It’s seemingly part and parcel of the information age: that you and I can see and know and potentially have the best, like never before in history. There’s an app for everything, true, and, more specifically, most of the apps exist to help us purchase different aspects of our lives more efficiently. There are even websites that allow students to scope out and rate the best professors, maximizing experience, living your best life, your perfect life. Because what else are you supposed to do? Enjoy the second best taco? And if you can’t enjoy the second best taco, if you can’t be sure there’s not a better taco truck than the one you’re at, how can you be expected to be present, really present, to anything at all?

**REQUIRED WORK**
In the passage on the information age, reproduce the text from "It’s seemingly part" to "anything at all?", swapping "taco" for "burrito".

**DATA RECORDS**
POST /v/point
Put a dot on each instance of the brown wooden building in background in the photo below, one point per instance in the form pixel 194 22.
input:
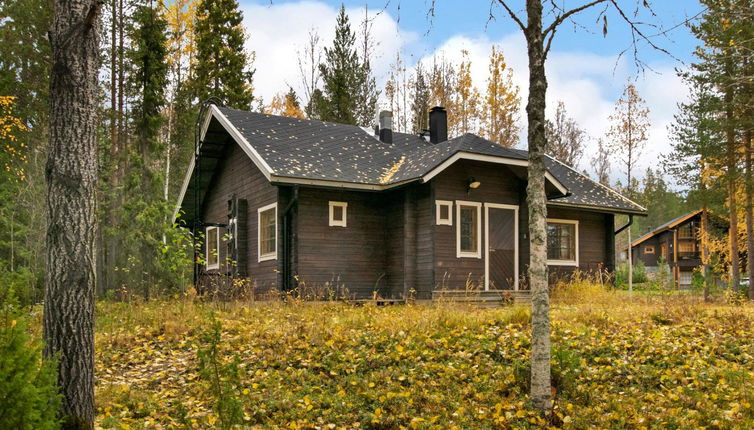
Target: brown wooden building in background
pixel 676 243
pixel 285 202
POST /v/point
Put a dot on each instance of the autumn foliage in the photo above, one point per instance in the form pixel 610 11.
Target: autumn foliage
pixel 653 362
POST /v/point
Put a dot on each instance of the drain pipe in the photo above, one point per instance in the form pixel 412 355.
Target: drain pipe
pixel 286 233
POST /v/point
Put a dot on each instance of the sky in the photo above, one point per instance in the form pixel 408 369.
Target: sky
pixel 584 68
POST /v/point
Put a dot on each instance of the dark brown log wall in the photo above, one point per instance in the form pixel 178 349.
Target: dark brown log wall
pixel 353 256
pixel 593 252
pixel 498 185
pixel 237 174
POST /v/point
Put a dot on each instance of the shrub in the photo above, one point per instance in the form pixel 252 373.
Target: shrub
pixel 28 392
pixel 639 274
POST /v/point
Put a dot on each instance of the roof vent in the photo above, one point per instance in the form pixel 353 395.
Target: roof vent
pixel 386 126
pixel 438 124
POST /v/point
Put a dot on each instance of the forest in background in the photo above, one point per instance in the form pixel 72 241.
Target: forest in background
pixel 161 60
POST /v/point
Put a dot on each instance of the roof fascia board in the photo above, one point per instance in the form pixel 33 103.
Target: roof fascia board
pixel 336 184
pixel 602 209
pixel 242 142
pixel 184 188
pixel 608 189
pixel 462 155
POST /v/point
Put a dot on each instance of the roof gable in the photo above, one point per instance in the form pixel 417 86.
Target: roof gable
pixel 667 226
pixel 299 151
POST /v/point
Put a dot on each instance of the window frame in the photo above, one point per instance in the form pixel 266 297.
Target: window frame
pixel 270 255
pixel 478 252
pixel 686 243
pixel 332 222
pixel 575 261
pixel 687 228
pixel 438 218
pixel 216 265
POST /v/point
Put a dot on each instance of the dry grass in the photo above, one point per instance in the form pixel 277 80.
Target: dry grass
pixel 618 362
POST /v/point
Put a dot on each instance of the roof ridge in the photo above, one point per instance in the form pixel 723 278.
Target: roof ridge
pixel 597 183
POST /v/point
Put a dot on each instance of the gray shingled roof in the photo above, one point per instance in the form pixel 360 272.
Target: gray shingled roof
pixel 308 149
pixel 670 224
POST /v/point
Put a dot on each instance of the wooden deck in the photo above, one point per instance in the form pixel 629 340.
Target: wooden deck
pixel 481 298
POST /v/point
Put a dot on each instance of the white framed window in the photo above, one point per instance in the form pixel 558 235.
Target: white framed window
pixel 562 242
pixel 443 212
pixel 212 248
pixel 468 231
pixel 338 214
pixel 267 232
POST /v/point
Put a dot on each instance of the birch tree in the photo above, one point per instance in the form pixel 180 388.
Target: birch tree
pixel 565 139
pixel 500 107
pixel 601 163
pixel 628 135
pixel 71 177
pixel 539 37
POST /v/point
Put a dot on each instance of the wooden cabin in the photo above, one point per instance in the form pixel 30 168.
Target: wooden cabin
pixel 677 243
pixel 286 202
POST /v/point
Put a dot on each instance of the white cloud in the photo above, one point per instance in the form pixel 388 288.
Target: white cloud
pixel 588 83
pixel 277 32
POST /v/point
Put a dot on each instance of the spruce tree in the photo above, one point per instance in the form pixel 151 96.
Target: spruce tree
pixel 342 75
pixel 147 82
pixel 223 67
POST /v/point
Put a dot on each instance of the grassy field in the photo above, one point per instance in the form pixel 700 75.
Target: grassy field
pixel 650 362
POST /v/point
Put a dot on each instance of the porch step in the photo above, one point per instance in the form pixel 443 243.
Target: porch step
pixel 488 298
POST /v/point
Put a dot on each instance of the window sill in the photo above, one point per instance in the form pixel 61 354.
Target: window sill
pixel 562 263
pixel 267 257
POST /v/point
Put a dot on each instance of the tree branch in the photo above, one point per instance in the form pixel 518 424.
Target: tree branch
pixel 560 18
pixel 513 15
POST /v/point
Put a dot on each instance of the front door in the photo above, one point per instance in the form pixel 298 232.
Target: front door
pixel 502 247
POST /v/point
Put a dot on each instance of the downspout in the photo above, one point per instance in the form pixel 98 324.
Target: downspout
pixel 620 230
pixel 288 240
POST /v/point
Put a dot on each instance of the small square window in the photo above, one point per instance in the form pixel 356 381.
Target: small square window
pixel 212 248
pixel 338 214
pixel 562 242
pixel 444 212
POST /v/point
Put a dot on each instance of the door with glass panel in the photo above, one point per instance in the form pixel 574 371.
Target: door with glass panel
pixel 502 247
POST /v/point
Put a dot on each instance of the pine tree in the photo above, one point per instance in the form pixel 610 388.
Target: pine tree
pixel 367 94
pixel 467 98
pixel 71 177
pixel 223 68
pixel 501 103
pixel 342 76
pixel 147 82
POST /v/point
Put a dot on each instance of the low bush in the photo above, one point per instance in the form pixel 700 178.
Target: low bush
pixel 28 394
pixel 639 274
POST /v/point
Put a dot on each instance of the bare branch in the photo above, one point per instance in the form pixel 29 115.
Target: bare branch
pixel 636 31
pixel 559 20
pixel 513 15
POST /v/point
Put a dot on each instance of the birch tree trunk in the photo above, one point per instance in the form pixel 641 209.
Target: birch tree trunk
pixel 730 137
pixel 71 176
pixel 749 215
pixel 537 204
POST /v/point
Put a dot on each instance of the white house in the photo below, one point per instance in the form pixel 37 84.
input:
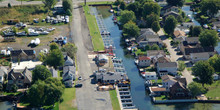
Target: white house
pixel 199 56
pixel 169 67
pixel 144 61
pixel 151 76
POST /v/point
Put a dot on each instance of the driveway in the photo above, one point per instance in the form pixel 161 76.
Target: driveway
pixel 87 97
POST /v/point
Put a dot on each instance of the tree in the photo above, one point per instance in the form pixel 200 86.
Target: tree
pixel 151 18
pixel 155 26
pixel 55 58
pixel 71 49
pixel 170 24
pixel 208 38
pixel 151 7
pixel 181 65
pixel 49 4
pixel 67 5
pixel 176 2
pixel 155 47
pixel 54 46
pixel 40 72
pixel 196 89
pixel 131 29
pixel 204 71
pixel 127 16
pixel 210 7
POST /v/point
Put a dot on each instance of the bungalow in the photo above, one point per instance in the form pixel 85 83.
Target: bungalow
pixel 23 55
pixel 170 67
pixel 168 81
pixel 22 78
pixel 169 8
pixel 151 76
pixel 171 13
pixel 144 61
pixel 3 72
pixel 68 75
pixel 199 56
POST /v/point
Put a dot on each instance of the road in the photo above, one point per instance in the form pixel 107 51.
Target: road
pixel 174 58
pixel 4 3
pixel 87 97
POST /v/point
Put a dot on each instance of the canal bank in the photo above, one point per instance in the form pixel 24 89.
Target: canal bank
pixel 140 99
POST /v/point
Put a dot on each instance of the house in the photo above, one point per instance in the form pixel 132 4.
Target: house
pixel 178 33
pixel 23 55
pixel 199 56
pixel 215 77
pixel 3 72
pixel 168 81
pixel 170 13
pixel 151 76
pixel 68 75
pixel 21 77
pixel 179 91
pixel 144 61
pixel 169 8
pixel 170 67
pixel 54 72
pixel 154 53
pixel 68 61
pixel 109 77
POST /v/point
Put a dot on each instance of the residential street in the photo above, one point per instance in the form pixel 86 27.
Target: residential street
pixel 174 58
pixel 87 97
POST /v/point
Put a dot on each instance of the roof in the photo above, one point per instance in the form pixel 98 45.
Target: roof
pixel 192 39
pixel 143 58
pixel 155 52
pixel 179 33
pixel 150 73
pixel 54 72
pixel 157 89
pixel 168 64
pixel 26 52
pixel 201 55
pixel 198 50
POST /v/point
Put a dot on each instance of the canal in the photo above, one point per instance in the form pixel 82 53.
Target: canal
pixel 141 100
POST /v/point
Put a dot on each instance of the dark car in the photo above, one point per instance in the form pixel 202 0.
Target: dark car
pixel 78 85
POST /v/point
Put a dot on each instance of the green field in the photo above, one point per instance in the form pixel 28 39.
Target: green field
pixel 94 30
pixel 114 100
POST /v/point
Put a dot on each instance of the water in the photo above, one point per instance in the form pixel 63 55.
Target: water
pixel 140 98
pixel 6 106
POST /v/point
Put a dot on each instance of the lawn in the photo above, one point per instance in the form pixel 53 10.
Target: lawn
pixel 213 91
pixel 94 30
pixel 114 100
pixel 68 99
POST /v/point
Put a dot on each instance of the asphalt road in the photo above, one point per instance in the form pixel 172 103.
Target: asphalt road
pixel 87 97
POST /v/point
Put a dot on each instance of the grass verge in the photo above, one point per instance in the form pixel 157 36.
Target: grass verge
pixel 94 30
pixel 114 100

**FINISHED EXERCISE**
It’s seemingly part and parcel of the information age: that you and I can see and know and potentially have the best, like never before in history. There’s an app for everything, true, and, more specifically, most of the apps exist to help us purchase different aspects of our lives more efficiently. There are even websites that allow students to scope out and rate the best professors, maximizing experience, living your best life, your perfect life. Because what else are you supposed to do? Enjoy the second best burrito? And if you can’t enjoy the second best burrito, if you can’t be sure there’s not a better burrito truck than the one you’re at, how can you be expected to be present, really present, to anything at all?